# Required action:
No pictures, no extra lines: copy exactly from the line with "Would you mind pointing out the serrated" through the end of the entries.

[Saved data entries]

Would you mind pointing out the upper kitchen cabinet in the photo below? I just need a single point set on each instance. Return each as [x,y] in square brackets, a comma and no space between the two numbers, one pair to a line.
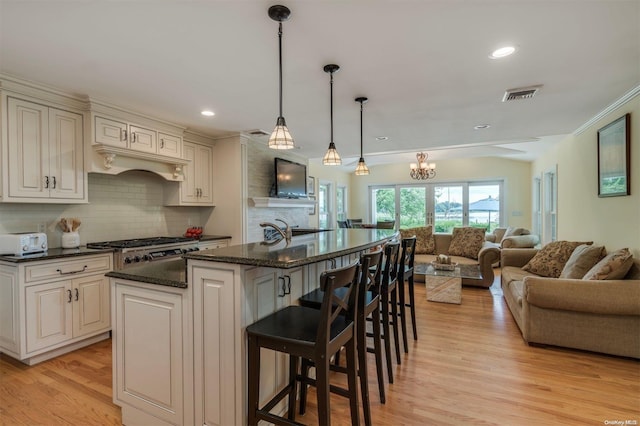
[197,187]
[124,140]
[42,146]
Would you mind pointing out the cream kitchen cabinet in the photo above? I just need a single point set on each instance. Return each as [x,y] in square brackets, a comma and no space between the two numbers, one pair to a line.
[122,134]
[43,154]
[52,307]
[152,347]
[197,187]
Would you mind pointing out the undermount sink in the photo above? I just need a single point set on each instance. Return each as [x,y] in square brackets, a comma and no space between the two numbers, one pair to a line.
[305,231]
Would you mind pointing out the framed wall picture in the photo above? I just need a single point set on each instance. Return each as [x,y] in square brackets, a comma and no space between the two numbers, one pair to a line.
[614,159]
[311,185]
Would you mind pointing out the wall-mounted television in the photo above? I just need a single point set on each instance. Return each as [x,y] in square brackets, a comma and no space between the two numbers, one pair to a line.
[291,179]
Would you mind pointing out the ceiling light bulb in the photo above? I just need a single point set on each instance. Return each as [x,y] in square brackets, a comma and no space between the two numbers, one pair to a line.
[502,52]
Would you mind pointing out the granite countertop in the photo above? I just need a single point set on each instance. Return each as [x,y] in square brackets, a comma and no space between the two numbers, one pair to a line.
[302,250]
[172,273]
[214,237]
[54,253]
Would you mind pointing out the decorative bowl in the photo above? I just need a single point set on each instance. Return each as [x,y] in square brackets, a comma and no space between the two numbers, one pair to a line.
[444,266]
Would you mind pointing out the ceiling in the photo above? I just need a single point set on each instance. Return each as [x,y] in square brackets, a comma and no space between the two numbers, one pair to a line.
[423,65]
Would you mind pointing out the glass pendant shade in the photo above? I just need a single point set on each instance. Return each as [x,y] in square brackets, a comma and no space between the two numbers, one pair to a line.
[362,168]
[280,137]
[332,158]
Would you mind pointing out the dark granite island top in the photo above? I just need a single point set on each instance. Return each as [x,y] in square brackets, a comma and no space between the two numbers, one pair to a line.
[172,273]
[302,250]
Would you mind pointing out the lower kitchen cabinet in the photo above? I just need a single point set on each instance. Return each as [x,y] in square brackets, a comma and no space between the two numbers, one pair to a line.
[46,313]
[152,353]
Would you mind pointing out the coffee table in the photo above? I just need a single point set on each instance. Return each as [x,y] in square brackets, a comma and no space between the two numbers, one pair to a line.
[445,286]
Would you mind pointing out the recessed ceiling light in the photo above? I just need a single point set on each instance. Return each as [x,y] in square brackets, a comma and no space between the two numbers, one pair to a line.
[503,52]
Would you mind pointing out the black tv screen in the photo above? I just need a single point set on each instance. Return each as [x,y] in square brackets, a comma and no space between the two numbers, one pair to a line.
[291,179]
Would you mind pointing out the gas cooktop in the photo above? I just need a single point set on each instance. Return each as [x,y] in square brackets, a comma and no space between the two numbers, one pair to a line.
[139,242]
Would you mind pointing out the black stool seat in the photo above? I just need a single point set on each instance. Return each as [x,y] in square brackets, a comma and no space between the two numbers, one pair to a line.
[308,334]
[296,324]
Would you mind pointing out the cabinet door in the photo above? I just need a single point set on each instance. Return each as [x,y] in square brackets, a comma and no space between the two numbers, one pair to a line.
[169,145]
[49,314]
[143,140]
[149,352]
[111,132]
[91,305]
[204,173]
[28,149]
[66,161]
[188,193]
[216,351]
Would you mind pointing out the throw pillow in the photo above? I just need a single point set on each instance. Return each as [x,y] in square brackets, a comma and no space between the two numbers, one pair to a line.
[466,242]
[550,259]
[582,259]
[511,232]
[613,267]
[425,242]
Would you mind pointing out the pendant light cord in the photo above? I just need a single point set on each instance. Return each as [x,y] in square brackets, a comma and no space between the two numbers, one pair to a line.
[361,108]
[280,62]
[331,102]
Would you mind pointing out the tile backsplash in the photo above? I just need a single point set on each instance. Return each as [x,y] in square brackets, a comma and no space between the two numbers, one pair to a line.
[129,205]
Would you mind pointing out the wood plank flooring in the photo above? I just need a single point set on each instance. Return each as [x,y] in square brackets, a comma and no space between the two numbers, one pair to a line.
[470,366]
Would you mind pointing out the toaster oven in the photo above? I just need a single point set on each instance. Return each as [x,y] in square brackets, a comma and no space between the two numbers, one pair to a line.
[23,243]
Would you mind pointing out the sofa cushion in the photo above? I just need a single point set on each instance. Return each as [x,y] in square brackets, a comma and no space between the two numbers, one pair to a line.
[550,259]
[425,242]
[614,266]
[582,259]
[511,232]
[517,289]
[466,242]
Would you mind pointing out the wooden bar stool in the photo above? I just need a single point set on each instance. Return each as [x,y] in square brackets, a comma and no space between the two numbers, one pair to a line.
[368,305]
[405,274]
[309,334]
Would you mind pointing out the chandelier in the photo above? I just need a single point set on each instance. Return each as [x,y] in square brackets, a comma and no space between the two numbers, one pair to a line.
[421,170]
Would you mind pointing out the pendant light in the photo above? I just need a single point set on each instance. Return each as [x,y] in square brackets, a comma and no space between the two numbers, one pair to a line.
[280,138]
[331,158]
[362,168]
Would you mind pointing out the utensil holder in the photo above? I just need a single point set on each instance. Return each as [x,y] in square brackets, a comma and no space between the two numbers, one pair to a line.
[70,240]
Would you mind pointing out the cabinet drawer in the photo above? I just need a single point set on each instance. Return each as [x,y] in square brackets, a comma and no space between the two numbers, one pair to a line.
[67,268]
[169,145]
[110,132]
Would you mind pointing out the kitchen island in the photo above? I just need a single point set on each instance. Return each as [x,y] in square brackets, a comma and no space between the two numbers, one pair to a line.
[180,351]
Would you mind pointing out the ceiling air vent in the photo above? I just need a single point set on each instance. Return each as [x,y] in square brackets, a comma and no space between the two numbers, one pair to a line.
[520,93]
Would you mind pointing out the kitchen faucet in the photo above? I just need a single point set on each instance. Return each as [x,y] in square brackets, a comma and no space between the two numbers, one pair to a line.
[286,233]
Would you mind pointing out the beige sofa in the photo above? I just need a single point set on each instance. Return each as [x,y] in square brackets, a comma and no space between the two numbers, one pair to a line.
[522,239]
[487,256]
[598,315]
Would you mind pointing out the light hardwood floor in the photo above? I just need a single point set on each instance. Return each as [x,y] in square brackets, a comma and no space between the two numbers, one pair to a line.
[470,366]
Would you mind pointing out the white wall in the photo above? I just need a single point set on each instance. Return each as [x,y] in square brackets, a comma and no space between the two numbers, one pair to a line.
[515,174]
[582,215]
[128,205]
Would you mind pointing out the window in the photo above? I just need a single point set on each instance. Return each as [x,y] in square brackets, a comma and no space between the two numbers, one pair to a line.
[444,206]
[550,207]
[537,206]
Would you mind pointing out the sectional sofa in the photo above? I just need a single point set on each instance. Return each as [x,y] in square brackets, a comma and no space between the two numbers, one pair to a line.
[594,315]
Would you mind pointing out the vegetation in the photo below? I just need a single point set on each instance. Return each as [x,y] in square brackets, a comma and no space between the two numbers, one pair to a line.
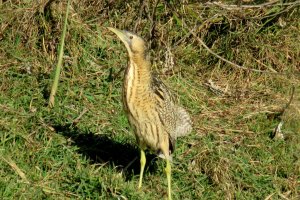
[83,147]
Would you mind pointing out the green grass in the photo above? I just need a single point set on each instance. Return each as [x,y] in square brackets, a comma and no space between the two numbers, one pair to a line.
[83,147]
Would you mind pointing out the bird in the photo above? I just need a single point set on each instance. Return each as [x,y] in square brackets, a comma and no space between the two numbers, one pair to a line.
[152,111]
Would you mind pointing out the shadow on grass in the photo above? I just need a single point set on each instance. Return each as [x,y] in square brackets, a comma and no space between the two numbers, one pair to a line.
[101,149]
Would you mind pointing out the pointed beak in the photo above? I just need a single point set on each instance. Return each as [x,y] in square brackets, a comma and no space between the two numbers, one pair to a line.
[121,34]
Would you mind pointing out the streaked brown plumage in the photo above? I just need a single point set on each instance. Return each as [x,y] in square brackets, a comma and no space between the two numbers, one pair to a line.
[156,119]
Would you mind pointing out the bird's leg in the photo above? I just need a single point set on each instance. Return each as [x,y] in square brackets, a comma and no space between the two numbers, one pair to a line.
[168,172]
[143,163]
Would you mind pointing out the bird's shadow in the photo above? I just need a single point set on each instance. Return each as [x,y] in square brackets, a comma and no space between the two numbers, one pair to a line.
[102,149]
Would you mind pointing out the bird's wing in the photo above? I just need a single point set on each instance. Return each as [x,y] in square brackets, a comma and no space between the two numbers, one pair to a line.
[183,123]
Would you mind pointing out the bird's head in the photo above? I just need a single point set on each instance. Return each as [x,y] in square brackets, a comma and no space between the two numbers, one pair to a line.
[134,44]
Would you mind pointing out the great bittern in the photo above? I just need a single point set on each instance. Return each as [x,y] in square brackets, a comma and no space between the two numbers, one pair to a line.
[150,107]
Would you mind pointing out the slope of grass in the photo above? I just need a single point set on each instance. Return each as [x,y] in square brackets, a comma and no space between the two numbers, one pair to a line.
[84,148]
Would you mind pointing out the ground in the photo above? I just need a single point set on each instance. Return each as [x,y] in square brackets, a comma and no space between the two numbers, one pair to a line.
[83,147]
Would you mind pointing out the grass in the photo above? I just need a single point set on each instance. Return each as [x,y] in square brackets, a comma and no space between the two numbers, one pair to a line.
[83,147]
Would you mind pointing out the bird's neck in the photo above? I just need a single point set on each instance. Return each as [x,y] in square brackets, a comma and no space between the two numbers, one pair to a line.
[139,70]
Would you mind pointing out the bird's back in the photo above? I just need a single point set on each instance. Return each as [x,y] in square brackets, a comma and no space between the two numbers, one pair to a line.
[155,116]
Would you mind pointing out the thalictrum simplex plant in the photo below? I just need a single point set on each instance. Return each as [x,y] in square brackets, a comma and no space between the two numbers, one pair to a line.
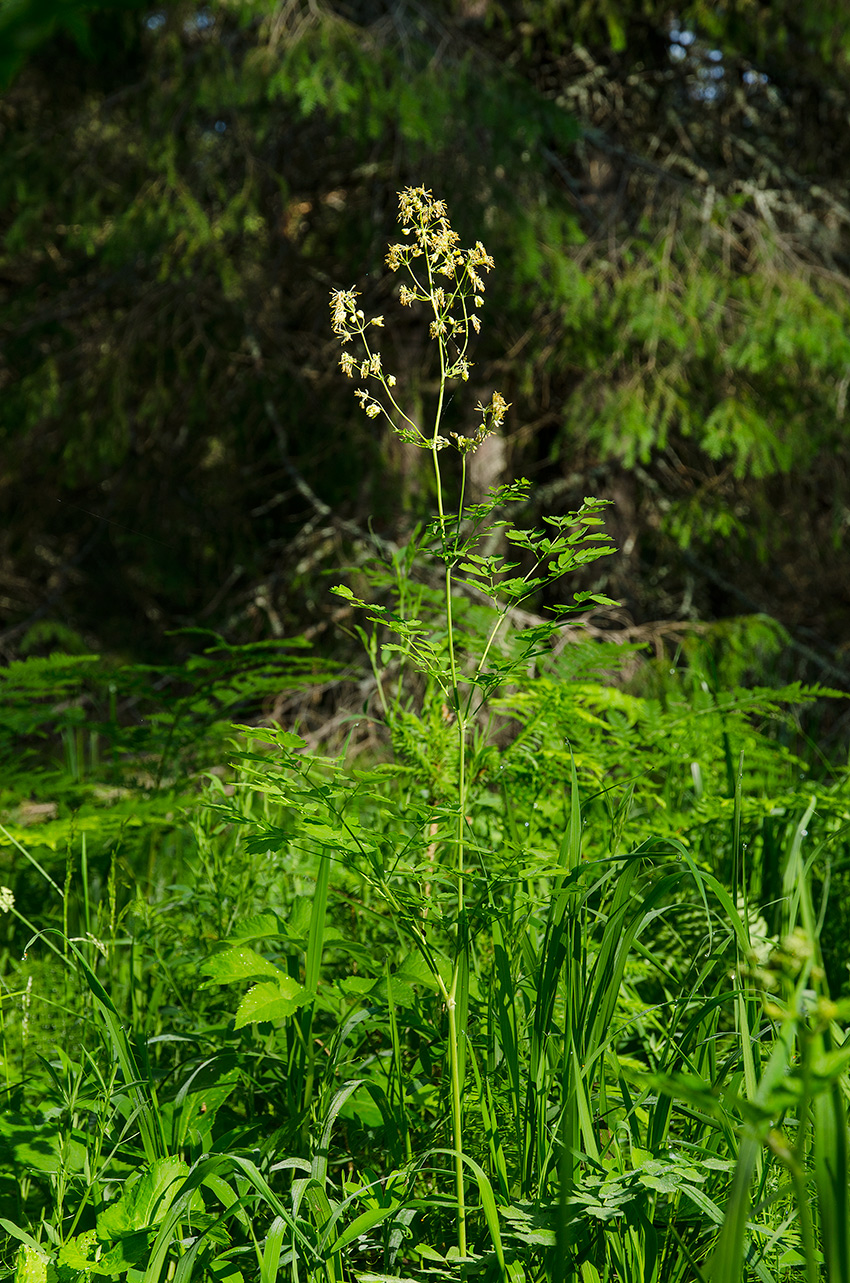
[514,948]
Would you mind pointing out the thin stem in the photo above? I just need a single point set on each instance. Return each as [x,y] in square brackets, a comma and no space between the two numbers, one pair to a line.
[454,1034]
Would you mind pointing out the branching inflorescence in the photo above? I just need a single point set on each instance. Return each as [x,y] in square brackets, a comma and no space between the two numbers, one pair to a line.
[450,281]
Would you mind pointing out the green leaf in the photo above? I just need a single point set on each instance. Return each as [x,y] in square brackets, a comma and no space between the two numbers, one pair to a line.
[33,1265]
[239,964]
[145,1202]
[271,1000]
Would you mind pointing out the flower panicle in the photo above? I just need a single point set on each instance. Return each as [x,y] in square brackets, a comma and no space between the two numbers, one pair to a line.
[448,279]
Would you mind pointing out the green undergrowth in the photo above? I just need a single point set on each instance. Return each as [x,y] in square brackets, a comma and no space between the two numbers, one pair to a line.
[539,974]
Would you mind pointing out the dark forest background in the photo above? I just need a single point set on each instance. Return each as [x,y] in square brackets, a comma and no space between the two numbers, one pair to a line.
[667,196]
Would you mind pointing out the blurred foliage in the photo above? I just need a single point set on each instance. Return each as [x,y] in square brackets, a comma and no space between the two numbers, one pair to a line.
[182,185]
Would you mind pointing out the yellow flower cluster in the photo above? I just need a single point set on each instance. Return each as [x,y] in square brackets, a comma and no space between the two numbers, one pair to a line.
[430,254]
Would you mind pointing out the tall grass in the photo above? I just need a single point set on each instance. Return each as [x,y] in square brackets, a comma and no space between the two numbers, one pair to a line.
[498,1000]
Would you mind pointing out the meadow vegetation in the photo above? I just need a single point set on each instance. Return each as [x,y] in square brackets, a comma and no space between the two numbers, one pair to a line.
[530,966]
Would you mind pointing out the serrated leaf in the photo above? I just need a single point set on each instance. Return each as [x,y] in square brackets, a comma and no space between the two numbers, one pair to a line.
[33,1265]
[239,962]
[271,1000]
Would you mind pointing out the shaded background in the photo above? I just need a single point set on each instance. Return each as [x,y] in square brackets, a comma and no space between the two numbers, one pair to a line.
[666,195]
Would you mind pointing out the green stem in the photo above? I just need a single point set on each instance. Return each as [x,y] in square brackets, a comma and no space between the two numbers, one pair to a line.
[454,1033]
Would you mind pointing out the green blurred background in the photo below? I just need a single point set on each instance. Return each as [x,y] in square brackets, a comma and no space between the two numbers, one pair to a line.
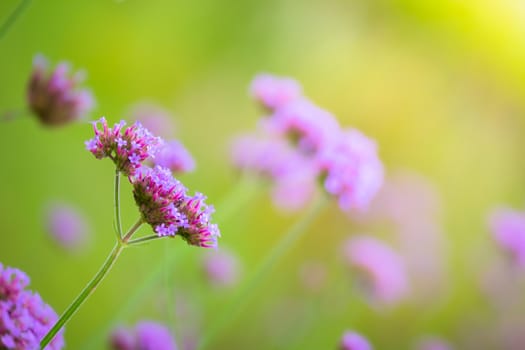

# Answer section:
Would you mind pointing out the serrated leaf in the photo above? I just need a single point set on each instance. Return each as [x,y] in square brackets, a comma and no space between the two numbers, one pair to a line.
[33,1265]
[239,962]
[271,1000]
Would you mind pointing out the shaded background in the photo above? I just need a single point set on each instance. Return each as [x,y] in square brackets, a comma and no space between the two numbers, one pair to a line.
[666,195]
Would you mind pointing out the green stem in the photo above? I just need a single point set on each instance. Return each as [x,y] in square brackets, a comma and no space between the two numbers, one pair to a line.
[454,1033]
Would you mind pointing out the green blurred background in the photo below? I just need a single point set on each instance. Return each as [x,y] in square brackets, a comma and no space between the two numbers, one pair to a line.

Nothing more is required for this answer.